Point annotation dataset records:
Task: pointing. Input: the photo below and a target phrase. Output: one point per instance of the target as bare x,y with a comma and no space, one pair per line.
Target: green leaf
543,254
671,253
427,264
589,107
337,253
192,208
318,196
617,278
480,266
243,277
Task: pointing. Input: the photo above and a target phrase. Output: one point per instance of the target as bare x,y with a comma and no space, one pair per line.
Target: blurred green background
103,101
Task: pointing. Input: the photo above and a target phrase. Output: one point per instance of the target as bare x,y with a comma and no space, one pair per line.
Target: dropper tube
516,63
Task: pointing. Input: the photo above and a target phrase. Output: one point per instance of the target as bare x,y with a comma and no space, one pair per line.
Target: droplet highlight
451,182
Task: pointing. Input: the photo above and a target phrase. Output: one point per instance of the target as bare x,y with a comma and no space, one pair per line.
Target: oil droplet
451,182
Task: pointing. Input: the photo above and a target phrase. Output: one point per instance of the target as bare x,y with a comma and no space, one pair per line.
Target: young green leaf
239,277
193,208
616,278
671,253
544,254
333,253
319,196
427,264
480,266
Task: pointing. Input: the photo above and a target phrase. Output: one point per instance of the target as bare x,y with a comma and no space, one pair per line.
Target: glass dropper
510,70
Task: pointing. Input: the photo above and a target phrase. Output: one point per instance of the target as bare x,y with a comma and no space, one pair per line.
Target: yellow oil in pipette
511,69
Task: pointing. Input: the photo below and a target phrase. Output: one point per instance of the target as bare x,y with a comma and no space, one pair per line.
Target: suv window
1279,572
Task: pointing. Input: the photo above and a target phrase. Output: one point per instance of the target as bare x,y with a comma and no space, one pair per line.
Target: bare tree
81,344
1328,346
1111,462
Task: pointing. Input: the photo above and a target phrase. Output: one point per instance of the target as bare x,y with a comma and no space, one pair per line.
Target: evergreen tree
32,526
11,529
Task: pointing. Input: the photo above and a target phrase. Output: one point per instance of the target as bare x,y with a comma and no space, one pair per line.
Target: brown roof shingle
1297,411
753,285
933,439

Problem to solve: Take the entries and copy them out exactly.

Exercise answer:
Task: pointing. Input: the photo below and a target phrase. Output: one point per instance of the target as bare x,y with a comma and no space, one pair per line.
Target: green leaf
543,254
671,253
427,264
589,107
337,253
192,208
318,196
617,278
480,266
243,277
Task: pointing. Input: the photo above and a target phrase. Output: one point per instance of the target as bare x,y with a comma and no space, one pair per line.
Target: blurred green background
103,101
Task: pointing. Input: the photo above and a target phrase. Output: one point per instance of the target as bare x,y with a comma and no space, one pair per line.
Target: dropper tube
516,63
Task: pointing. Input: the photo above and a target phrase. Output: one point per instance of the target as bare x,y with a comma and no space, one pair per line.
Target: droplet highlight
451,182
Task: pointing. Input: the photo above and a target phrase. Output: one point per instance of the target as bare x,y with a comma and no space, one pair per line.
Target: oil droplet
451,182
Task: pointing. Input: the photo above and a target phrase. Output: one point per instance of the target as bare x,y with a comma and no space, one pair per line.
Target: young green leaf
239,277
193,208
616,278
671,253
544,254
333,253
319,196
427,264
480,266
Task: pointing. Input: the photo above and a target phrase. Output: one point per instance of the target as bare x,y with a comma and no space, one pair per line.
Target: glass dropper
510,70
Task: pointing. Input: the photo above and a target phrase. Output: one point per instance of the target as bare x,y with a comma and no space, one pair per line.
Target: yellow oil in pipette
511,69
Task: pointing. Input: the photo below and a target phrase. Output: one point per instance of the target as bare x,y with a comma and no space, one pair per line.
Target: suv window
1279,572
Task: pointing. Input: the photo above and a target phrase. Output: one point per instance of the target as bare x,y with a comma and no space, one pair per line.
Target: bare tree
81,344
1328,346
1111,462
Task: pointing. Input: the photo above and a target phrase. Output: one point per instance of the target as bare x,y with a comma and no space, one pair per line.
Target: evergreen tree
32,526
11,529
Task: pointing. Input: the photo above and a target phrase. Output: one point per instance of the target as bare x,y with a comma and no space, one pair per line.
Target: brown roof shingle
1297,411
753,285
933,439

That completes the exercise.